* _STATED GOAL_
Write out, please, the line containing "of the man's" together with all lines after it, up to and including the last one, with no other output.

* _DATASET EXTRACT_
________________________________________

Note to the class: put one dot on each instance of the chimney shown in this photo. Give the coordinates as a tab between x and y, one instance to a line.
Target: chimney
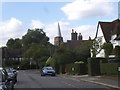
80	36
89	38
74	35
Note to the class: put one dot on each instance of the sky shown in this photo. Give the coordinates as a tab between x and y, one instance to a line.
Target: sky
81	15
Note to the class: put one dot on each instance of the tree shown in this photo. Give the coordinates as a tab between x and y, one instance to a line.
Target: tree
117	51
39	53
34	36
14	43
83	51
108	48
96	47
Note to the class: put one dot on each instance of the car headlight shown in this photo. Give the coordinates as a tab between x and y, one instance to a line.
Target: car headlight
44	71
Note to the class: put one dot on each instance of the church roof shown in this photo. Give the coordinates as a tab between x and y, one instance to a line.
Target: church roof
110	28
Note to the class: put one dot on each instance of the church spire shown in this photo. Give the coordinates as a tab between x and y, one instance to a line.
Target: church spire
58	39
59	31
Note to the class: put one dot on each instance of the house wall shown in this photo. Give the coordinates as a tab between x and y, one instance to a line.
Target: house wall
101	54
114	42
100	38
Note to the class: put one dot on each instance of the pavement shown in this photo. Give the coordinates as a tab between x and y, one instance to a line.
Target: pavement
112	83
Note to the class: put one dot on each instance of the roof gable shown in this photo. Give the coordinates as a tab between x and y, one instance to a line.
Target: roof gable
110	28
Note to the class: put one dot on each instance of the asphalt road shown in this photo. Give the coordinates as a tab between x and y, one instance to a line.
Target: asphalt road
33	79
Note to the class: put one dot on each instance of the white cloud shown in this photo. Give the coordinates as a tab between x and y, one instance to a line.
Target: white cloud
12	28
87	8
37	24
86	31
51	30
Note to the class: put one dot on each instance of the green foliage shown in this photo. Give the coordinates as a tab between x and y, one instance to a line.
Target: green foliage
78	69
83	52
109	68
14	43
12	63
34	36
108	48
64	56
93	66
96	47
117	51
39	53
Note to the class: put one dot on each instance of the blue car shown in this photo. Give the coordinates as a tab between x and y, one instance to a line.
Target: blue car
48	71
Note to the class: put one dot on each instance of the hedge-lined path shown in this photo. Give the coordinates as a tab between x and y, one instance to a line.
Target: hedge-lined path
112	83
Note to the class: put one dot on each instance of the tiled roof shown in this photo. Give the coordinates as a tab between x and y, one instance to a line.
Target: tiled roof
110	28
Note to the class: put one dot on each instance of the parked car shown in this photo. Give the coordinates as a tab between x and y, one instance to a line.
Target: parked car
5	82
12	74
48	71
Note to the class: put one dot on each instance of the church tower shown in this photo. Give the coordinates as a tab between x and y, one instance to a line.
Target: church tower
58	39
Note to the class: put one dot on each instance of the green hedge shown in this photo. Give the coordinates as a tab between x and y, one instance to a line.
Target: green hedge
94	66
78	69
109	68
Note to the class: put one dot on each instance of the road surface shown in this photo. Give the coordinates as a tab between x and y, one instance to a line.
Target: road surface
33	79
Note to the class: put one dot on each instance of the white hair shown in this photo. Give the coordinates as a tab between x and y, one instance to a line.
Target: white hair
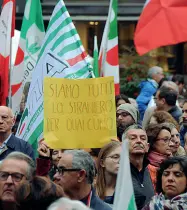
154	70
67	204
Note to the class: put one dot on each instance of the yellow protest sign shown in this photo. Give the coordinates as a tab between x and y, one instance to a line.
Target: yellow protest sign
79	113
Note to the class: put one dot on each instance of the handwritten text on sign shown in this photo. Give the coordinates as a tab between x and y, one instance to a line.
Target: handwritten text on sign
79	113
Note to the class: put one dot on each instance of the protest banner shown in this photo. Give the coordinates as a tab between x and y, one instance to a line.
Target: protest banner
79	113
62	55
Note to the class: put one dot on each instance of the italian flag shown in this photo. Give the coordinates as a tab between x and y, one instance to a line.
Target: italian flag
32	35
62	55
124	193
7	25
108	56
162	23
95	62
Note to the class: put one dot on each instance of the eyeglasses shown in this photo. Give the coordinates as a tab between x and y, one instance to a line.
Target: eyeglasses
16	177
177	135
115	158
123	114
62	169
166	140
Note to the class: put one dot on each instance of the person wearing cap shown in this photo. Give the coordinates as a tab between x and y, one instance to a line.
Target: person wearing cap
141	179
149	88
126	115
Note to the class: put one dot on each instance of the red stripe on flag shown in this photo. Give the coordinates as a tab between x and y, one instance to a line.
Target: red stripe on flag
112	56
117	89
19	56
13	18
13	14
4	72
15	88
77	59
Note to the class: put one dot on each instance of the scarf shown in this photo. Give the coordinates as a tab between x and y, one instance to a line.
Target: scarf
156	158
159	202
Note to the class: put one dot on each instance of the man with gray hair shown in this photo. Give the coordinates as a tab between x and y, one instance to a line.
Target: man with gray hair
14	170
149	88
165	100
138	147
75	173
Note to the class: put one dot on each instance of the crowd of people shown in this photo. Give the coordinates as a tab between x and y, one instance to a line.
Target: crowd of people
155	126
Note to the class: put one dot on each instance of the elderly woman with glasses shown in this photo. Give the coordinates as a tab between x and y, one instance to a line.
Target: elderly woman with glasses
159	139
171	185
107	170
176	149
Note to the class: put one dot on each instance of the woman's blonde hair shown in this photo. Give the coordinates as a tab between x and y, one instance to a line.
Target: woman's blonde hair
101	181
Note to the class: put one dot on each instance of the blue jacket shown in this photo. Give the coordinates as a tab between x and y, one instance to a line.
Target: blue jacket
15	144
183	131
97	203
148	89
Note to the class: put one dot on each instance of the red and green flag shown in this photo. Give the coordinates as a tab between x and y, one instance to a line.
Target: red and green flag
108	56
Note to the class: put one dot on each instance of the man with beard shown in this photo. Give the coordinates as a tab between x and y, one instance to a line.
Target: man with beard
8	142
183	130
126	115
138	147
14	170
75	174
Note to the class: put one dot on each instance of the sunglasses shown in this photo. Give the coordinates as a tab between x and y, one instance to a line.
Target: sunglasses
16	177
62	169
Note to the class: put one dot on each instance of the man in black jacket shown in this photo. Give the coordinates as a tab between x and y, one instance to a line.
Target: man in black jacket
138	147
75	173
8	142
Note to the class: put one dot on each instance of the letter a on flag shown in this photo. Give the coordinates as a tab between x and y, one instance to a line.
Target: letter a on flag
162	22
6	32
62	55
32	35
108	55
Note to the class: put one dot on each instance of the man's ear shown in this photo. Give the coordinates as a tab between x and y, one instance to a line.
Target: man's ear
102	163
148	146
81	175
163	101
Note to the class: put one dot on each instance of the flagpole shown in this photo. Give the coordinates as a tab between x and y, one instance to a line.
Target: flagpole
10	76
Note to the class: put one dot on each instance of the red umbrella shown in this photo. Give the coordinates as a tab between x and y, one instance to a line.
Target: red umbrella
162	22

________________________________________

* _OUTPUT FOR THIS TASK_
Note to the class: put one dot on each instance of the man's ear shown in this photo. Give the coordinates as a tab between x and y, one instance to a line.
Target: man's ear
102	163
148	146
81	175
163	101
Note to the class: put one dot on each instance of the flagpole shown in this photo. Give the coordinates as a tab between x and y, one instance to a line.
Target: flagpole
10	76
Note to the class: put one dot on each instance of the red umbrella shown in this photo. Give the coordinates as a tab between x and y, one instance to a line.
Target: red umbrella
162	22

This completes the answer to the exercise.